#### PROBLEM STATEMENT:
Would you restate all the entries exactly, leaving nothing out?
____
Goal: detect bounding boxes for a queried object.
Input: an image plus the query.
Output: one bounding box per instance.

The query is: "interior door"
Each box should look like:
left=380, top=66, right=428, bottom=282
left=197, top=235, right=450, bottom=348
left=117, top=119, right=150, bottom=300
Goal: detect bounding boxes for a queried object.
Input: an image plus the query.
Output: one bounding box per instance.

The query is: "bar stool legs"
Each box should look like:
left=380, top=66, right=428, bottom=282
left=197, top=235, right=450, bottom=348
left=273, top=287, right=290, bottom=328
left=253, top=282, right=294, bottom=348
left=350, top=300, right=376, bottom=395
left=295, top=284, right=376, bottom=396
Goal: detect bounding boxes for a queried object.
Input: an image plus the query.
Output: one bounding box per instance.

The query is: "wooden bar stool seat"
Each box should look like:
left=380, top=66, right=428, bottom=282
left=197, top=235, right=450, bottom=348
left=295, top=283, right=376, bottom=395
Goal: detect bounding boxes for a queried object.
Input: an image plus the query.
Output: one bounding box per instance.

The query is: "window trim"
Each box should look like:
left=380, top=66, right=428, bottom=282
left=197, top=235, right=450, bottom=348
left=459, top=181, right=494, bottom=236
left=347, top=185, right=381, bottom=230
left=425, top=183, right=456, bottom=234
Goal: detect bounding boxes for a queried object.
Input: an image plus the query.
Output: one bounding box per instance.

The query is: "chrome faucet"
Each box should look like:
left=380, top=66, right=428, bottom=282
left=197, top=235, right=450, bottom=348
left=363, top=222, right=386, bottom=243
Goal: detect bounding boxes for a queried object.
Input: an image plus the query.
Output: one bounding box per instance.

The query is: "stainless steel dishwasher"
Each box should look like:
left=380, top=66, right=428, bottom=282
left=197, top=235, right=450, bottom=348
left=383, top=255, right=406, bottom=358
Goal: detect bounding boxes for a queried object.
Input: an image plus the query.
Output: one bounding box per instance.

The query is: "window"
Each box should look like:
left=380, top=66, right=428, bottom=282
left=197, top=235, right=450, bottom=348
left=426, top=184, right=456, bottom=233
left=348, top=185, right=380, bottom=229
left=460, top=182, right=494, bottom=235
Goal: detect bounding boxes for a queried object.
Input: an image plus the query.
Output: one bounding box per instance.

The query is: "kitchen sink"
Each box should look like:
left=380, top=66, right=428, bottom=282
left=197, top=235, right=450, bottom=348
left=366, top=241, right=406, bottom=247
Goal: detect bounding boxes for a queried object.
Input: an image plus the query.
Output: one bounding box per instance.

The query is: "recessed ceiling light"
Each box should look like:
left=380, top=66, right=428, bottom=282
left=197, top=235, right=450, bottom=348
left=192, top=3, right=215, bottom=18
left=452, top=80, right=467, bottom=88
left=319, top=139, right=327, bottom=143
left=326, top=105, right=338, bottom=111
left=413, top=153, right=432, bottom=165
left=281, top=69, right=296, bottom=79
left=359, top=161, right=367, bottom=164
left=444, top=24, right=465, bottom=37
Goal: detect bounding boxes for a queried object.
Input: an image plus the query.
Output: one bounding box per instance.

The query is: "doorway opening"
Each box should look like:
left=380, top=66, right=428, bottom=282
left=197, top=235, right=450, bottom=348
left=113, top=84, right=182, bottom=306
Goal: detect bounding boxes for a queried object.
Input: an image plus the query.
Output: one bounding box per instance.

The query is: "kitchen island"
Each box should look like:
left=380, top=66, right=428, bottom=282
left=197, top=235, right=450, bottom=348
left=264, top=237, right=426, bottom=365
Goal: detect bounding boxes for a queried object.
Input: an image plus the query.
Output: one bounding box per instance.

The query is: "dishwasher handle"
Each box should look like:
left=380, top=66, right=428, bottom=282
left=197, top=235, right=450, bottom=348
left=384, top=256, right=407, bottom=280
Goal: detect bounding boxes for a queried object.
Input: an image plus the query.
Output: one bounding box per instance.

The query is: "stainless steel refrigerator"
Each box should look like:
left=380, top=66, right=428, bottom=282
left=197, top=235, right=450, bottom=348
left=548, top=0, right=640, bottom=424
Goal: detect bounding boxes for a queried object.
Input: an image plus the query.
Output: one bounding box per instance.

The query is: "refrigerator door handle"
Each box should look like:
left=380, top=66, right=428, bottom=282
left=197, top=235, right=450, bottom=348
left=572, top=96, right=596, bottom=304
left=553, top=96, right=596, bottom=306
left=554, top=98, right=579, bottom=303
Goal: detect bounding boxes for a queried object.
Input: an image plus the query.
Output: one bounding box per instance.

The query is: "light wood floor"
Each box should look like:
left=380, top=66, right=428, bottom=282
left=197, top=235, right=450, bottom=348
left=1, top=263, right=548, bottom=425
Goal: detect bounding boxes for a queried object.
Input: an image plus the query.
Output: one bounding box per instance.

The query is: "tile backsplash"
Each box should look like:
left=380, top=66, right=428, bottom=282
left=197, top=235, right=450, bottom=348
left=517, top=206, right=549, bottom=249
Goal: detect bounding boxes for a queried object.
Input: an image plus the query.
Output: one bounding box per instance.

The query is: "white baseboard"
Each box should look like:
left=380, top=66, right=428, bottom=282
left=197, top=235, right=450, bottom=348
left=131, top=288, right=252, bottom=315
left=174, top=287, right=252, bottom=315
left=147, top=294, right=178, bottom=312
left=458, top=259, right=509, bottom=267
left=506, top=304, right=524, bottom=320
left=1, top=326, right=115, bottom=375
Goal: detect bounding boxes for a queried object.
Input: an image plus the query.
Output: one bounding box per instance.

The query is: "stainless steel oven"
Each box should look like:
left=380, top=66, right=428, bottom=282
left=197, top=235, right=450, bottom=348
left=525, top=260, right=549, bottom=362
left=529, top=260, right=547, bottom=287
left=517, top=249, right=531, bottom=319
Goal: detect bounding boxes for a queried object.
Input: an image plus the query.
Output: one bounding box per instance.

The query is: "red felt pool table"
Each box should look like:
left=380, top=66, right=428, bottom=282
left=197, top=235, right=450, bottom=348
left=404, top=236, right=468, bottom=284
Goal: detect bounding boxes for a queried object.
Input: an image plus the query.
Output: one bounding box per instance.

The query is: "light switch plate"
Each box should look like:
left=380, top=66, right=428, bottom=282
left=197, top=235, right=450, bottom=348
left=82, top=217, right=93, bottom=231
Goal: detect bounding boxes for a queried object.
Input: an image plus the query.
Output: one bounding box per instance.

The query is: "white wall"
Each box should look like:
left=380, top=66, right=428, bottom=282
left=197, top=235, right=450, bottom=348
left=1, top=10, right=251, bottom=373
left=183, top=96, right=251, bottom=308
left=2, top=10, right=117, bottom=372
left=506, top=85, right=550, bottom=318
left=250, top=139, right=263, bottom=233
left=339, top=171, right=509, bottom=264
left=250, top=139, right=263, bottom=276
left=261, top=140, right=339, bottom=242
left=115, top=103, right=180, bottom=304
____
#### ANSWER SECTION:
Goal: detect bounding boxes for a queried object.
Input: an image plus the query.
Output: one bounding box per instance.

The query is: "interior door"
Each box should look like:
left=380, top=66, right=428, bottom=282
left=197, top=235, right=450, bottom=348
left=117, top=119, right=150, bottom=300
Goal: detect bounding boxes for a queried object.
Input: an image plus the query.
Output: one bounding box per instance.

The query is: "bar stool legs"
Each box should look like:
left=380, top=66, right=428, bottom=282
left=197, top=235, right=450, bottom=348
left=273, top=287, right=290, bottom=328
left=253, top=282, right=294, bottom=348
left=350, top=300, right=376, bottom=395
left=295, top=284, right=376, bottom=396
Goal: detect bounding boxes for a queried object.
Input: an image plus the query.
Output: one bounding box per instance.

The query is: "wooden bar stool seat"
Each box should look like:
left=380, top=66, right=428, bottom=282
left=197, top=235, right=450, bottom=348
left=295, top=283, right=376, bottom=395
Goal: detect bounding boxes for a queried object.
Input: an image plus the query.
Output: one bounding box per instance.

The query is: "window trim"
Each box should look like:
left=380, top=66, right=428, bottom=282
left=197, top=235, right=450, bottom=348
left=459, top=181, right=494, bottom=236
left=347, top=185, right=381, bottom=230
left=425, top=183, right=456, bottom=234
Goal: detect bounding boxes for a queried object.
Input: an image plus the query.
Output: one bounding box per instance.

The query is: "chrome faucet"
Each box should look like:
left=380, top=66, right=428, bottom=282
left=197, top=235, right=450, bottom=348
left=363, top=222, right=386, bottom=243
Goal: detect bounding boxes for a queried object.
Input: an image plus the query.
Output: one bounding box per instance.

The query is: "stainless steel dishwasher"
Each box should look like:
left=380, top=66, right=428, bottom=282
left=197, top=235, right=450, bottom=348
left=383, top=255, right=406, bottom=358
Goal: detect bounding boxes for a queried object.
Input: an image plus the query.
Output: one bounding box per instance.

The query is: "window"
Each box should look like:
left=380, top=66, right=428, bottom=282
left=197, top=235, right=450, bottom=348
left=426, top=184, right=456, bottom=233
left=348, top=185, right=380, bottom=229
left=460, top=182, right=494, bottom=235
Goal: detect bounding boxes for a queried object.
Input: an image plus the query.
Output: one bounding box per instance.

The query is: "kitchen sink"
Each box should look like:
left=380, top=66, right=428, bottom=282
left=197, top=235, right=450, bottom=348
left=366, top=241, right=406, bottom=247
Goal: detect bounding boxes for a queried object.
Input: an image plus the query.
Output: one bounding box per instance.

The query is: "recessed ceiling light"
Each box should look like:
left=380, top=66, right=428, bottom=282
left=197, top=235, right=450, bottom=348
left=192, top=3, right=215, bottom=18
left=452, top=80, right=467, bottom=88
left=319, top=139, right=327, bottom=143
left=326, top=105, right=338, bottom=111
left=413, top=153, right=432, bottom=165
left=281, top=69, right=296, bottom=79
left=359, top=161, right=367, bottom=164
left=444, top=24, right=465, bottom=37
Goal: detect bounding boxes for a queried object.
Input: an image plus the query.
Output: one bounding box per instance.

The query is: "doorway opening"
Each box should look like:
left=380, top=66, right=428, bottom=282
left=197, top=235, right=450, bottom=348
left=113, top=84, right=182, bottom=306
Goal: detect bounding boxes for a queried object.
Input: an image plus the query.
Output: one bounding box per instance.

The query is: "kitchen island"
Each box should look like:
left=380, top=66, right=428, bottom=282
left=197, top=235, right=450, bottom=348
left=264, top=237, right=426, bottom=365
Goal: detect bounding boxes for a queried object.
Input: an image plus the query.
Output: one bounding box per instance.

The query is: "dishwasher handle"
Each box should look like:
left=380, top=66, right=428, bottom=282
left=197, top=235, right=450, bottom=348
left=384, top=256, right=407, bottom=280
Goal: detect bounding boxes for a queried object.
Input: an image plus the query.
Output: one bounding box per instance.

The query is: "stainless steel refrigerator"
Each box should look like:
left=380, top=66, right=428, bottom=282
left=197, top=235, right=450, bottom=348
left=548, top=0, right=640, bottom=424
Goal: detect bounding boxes for a queried object.
Input: an image plus the query.
Output: one bounding box per instance.

The query is: "refrigerator door handle"
Each box should look like:
left=380, top=66, right=428, bottom=282
left=197, top=235, right=450, bottom=348
left=572, top=96, right=596, bottom=304
left=553, top=96, right=596, bottom=306
left=554, top=98, right=579, bottom=303
Goal: detect bounding boxes for a queried object.
Input: an image plus the query.
Output: one bounding box per instance.

The query is: "light wood floor"
Each box should look like:
left=380, top=66, right=428, bottom=282
left=197, top=235, right=450, bottom=348
left=1, top=263, right=548, bottom=425
Goal: detect bounding boxes for a queried object.
Input: an image plus the query.
Output: one bounding box per instance.

The query is: "tile backsplash"
Each box should look like:
left=380, top=66, right=428, bottom=282
left=197, top=235, right=450, bottom=348
left=517, top=206, right=549, bottom=249
Goal: detect bounding boxes for a queried object.
Input: an image plus the query.
Output: one bounding box per instance.

The query is: "white baseboard"
Each box should look like:
left=380, top=66, right=428, bottom=282
left=197, top=235, right=450, bottom=348
left=131, top=288, right=252, bottom=315
left=174, top=287, right=252, bottom=315
left=147, top=294, right=178, bottom=312
left=458, top=259, right=509, bottom=267
left=506, top=304, right=524, bottom=320
left=1, top=326, right=115, bottom=375
Goal: detect bounding boxes for a queried object.
Input: an image plus the query.
Output: one bounding box per instance.

The query is: "stainless steel oven"
Each box should look like:
left=380, top=66, right=428, bottom=282
left=197, top=235, right=450, bottom=348
left=525, top=260, right=549, bottom=362
left=529, top=260, right=547, bottom=287
left=517, top=249, right=531, bottom=319
Goal: detect bounding boxes for a queried object.
Input: an image plus the query.
Output: one bounding box per instance.

The query is: "red felt pool table"
Each box should look like:
left=380, top=66, right=428, bottom=282
left=197, top=235, right=450, bottom=348
left=404, top=236, right=468, bottom=284
Goal: detect bounding boxes for a queried object.
Input: an image plus the query.
Output: one bounding box per instance.

The query is: "light switch plate"
Each box should look like:
left=380, top=66, right=428, bottom=282
left=197, top=235, right=450, bottom=348
left=82, top=217, right=93, bottom=231
Goal: detect bounding boxes for a queried object.
Input: an image plus the query.
Output: one bounding box per instance.

The query is: "white wall"
Each box should look like:
left=380, top=66, right=428, bottom=282
left=197, top=235, right=450, bottom=348
left=1, top=10, right=251, bottom=373
left=183, top=96, right=251, bottom=308
left=2, top=10, right=117, bottom=372
left=506, top=85, right=550, bottom=318
left=250, top=139, right=263, bottom=233
left=339, top=171, right=509, bottom=264
left=250, top=139, right=263, bottom=276
left=261, top=140, right=339, bottom=242
left=115, top=103, right=180, bottom=304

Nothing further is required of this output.